Exercises to complete:
**1.** In the analysis of the preferred shares, how many of the eight board members are described as VCs who invested early in the company?
**2.** From the analysis of the preferred shares, quote the stretch from "So my worst" through "a likely outcome.".
**3.** Extend the analysis of the company's preferred shares, picking up right after its final sentence.

Text section:
--

So my worst case liquidation scenario is 50% above current prices, and the best case scenario is full redemption (+250%). The question is, how likely is a liquidation? The company's position is they are not contemplating liquidation. I've spoken to the CEO, Robert Kirkland, and he's said same. My belief is this means is they are going to explore all options before liquidation. I also belief their other options are slim, so that liquidation is still a likely outcome.

So what happens in scenario 2), sell the company? Well reading the offering for the preferred, it appears that in a sale the preferred is protected. I.e. a sale of common shares at $1, provides for a conversion price slightly less than that, ensuring preferred gets full redemption plus dividends. The language in the prospectus is, however, torturous at best, so don't rely entirely on my somewhat shaky interpretation. But I think it's reasonable that a worst case scenario would ensure the preferred gets paid out somewhere between todays prices and full redemption price.

Scenario 3), purchase of another company is the real risky scenario. As it stands now, common shares are really "options" on a huge turnaround in value, in a liquidation it's unlikely common would recieve anything. So from the common's perspective, a "reverse merger" into a viable company that needs a cash injection would be the best of all possible worlds to turn an underwater "option" into real value. But this kind of transaction could be highly destructive to the value of the preferred.

But I believe there is some downside protection in scenario 3. Currently the preferred is convertible into 4.22 shares of common at anytime. With the common at 50 cents that "right" is only worth a little over $2. But in the announcement of a deal favoring common over preferred should cause the common to trade up. So even if the preferred gets crushed you could have the chance to convert out, if common is at 90 cents you'll break even. Even if the common doesn't respond, my interpretation of the prospectus is that the conversion ratio in a low priced deal will be ratched down, so that preferred will convert into more common shares.

So what gives me confidence that the board of directors will do anything to protect the preferred? Two words, self interest. Three of the eight board members are VC's who invested early in the company, and also invested in the preferred offering. I believe (but haven't been able to confirm) that they still hold their preferred shares. Here is a table of what I believe their current holdings to be.

--

(Data items)
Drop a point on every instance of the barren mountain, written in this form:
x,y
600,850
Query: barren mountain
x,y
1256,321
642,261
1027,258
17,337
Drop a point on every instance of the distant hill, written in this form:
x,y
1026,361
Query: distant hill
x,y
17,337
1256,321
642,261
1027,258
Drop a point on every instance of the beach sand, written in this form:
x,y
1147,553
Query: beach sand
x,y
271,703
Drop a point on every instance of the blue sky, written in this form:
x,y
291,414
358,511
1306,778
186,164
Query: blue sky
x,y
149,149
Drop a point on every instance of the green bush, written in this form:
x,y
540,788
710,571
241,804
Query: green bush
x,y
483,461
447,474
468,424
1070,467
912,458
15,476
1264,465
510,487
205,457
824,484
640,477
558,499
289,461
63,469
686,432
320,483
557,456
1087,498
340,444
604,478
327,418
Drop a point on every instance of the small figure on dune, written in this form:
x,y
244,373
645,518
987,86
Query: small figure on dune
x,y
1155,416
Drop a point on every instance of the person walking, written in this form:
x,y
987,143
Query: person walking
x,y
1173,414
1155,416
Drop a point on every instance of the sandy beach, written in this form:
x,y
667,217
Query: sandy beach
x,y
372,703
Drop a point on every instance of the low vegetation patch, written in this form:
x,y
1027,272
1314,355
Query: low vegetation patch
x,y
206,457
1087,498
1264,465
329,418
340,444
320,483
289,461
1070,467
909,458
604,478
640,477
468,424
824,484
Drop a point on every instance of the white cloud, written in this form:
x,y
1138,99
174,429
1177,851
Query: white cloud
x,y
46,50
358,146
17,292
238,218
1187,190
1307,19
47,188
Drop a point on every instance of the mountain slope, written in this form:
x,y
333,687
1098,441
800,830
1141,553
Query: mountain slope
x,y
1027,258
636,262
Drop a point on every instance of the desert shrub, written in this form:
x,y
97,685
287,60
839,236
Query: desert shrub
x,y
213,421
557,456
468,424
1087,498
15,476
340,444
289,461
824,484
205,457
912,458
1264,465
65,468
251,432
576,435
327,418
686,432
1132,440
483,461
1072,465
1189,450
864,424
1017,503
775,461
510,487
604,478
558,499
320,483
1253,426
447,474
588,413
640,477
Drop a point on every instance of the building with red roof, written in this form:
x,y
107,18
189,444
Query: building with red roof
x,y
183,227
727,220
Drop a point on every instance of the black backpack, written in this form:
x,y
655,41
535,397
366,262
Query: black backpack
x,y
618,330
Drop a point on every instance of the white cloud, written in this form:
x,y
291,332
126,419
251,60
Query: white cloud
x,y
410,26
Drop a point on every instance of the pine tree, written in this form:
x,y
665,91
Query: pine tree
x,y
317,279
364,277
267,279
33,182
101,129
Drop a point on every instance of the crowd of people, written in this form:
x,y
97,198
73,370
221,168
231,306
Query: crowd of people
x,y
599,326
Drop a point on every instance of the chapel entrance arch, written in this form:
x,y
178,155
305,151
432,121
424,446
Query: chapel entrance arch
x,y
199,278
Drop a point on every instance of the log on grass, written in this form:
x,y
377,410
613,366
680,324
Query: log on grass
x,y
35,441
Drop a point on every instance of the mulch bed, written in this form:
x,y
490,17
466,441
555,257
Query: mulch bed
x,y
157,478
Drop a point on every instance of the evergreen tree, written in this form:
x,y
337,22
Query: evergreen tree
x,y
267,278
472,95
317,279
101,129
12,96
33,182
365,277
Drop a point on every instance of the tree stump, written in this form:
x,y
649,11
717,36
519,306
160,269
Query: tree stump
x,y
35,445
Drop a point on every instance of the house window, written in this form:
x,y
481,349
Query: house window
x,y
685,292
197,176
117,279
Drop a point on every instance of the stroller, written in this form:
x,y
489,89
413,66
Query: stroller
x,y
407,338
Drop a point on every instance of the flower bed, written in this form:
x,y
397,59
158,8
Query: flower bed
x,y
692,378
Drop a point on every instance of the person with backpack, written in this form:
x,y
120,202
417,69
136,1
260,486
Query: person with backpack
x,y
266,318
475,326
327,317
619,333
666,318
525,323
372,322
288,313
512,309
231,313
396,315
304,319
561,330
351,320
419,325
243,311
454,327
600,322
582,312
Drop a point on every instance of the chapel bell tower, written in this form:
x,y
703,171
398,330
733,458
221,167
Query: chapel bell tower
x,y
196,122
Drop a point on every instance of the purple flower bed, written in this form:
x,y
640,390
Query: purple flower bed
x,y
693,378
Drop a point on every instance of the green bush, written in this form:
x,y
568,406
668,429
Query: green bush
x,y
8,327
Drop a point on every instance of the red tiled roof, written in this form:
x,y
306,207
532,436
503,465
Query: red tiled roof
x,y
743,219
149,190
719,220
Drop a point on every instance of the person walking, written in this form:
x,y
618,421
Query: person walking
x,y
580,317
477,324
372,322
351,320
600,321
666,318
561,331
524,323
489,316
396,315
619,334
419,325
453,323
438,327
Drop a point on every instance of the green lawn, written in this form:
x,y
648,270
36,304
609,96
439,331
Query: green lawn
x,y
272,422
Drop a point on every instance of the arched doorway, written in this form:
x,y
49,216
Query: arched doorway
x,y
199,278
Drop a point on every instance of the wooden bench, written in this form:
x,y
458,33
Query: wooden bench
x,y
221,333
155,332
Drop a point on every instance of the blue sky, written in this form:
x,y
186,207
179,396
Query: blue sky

--

Answers to the exercise:
**1.** Three of the eight board members.

**2.**
So my worst case liquidation scenario is 50% above current prices, and the best case scenario is full redemption (+250%). The question is, how likely is a liquidation? The company's position is they are not contemplating liquidation. I've spoken to the CEO, Robert Kirkland, and he's said same. My belief is this means is they are going to explore all options before liquidation. I also belief their other options are slim, so that liquidation is still a likely outcome.

**3.**
Common Preferred
Jean Deleage (Alta Partners) 1.142M 100k
Robert Nelson (Arch Venture Ptnrs) 2M 200k
Stephen Wertheimer (W Capital) 576k 103k

They control preferred with a liquidation preference of $4M, and common with a current market value of $1.75M. In any transaction, they will recieve just over 20% of the preferred's payout, and 18% of the common. Thin, but just enough I think for them to be incented to ensure preferred gets treated as fairly as possible. As evidence of this is the fact the dividend has not (yet) been discontinued.

So to summarize, there are three possible outcomes. One (liquidation) should show an outstanding profit. The second (sale) should show a profit, in fact it might be as good as liquidation. The third (purchase of another business) would probably show a loss, but conversion rights appear to be able to prevent a total loss and might actually salvage a small loss. The catalyst awaits the announcement of their strategic direction.

Disclaimer: This is the first preferred stock I've invested in, so I've learned quite a bit, and wouldn't be surprised if I'm missing something important. In fact, smarter people here may point out that I'm entirely wrong (which is why I posted this). I have a medium position in it right now, roughly 10% of my portfolio.

Risks
- Company can suspend dividend at any time.
- Conversion rights under water.
- If XCyte decides to re-invest it's cash into another venture, preferred can rapidly become worthless.
- Authoer might have misinterpreted conversion rights.

Catalyst

Resolution of strategic options, and board announcement of direction.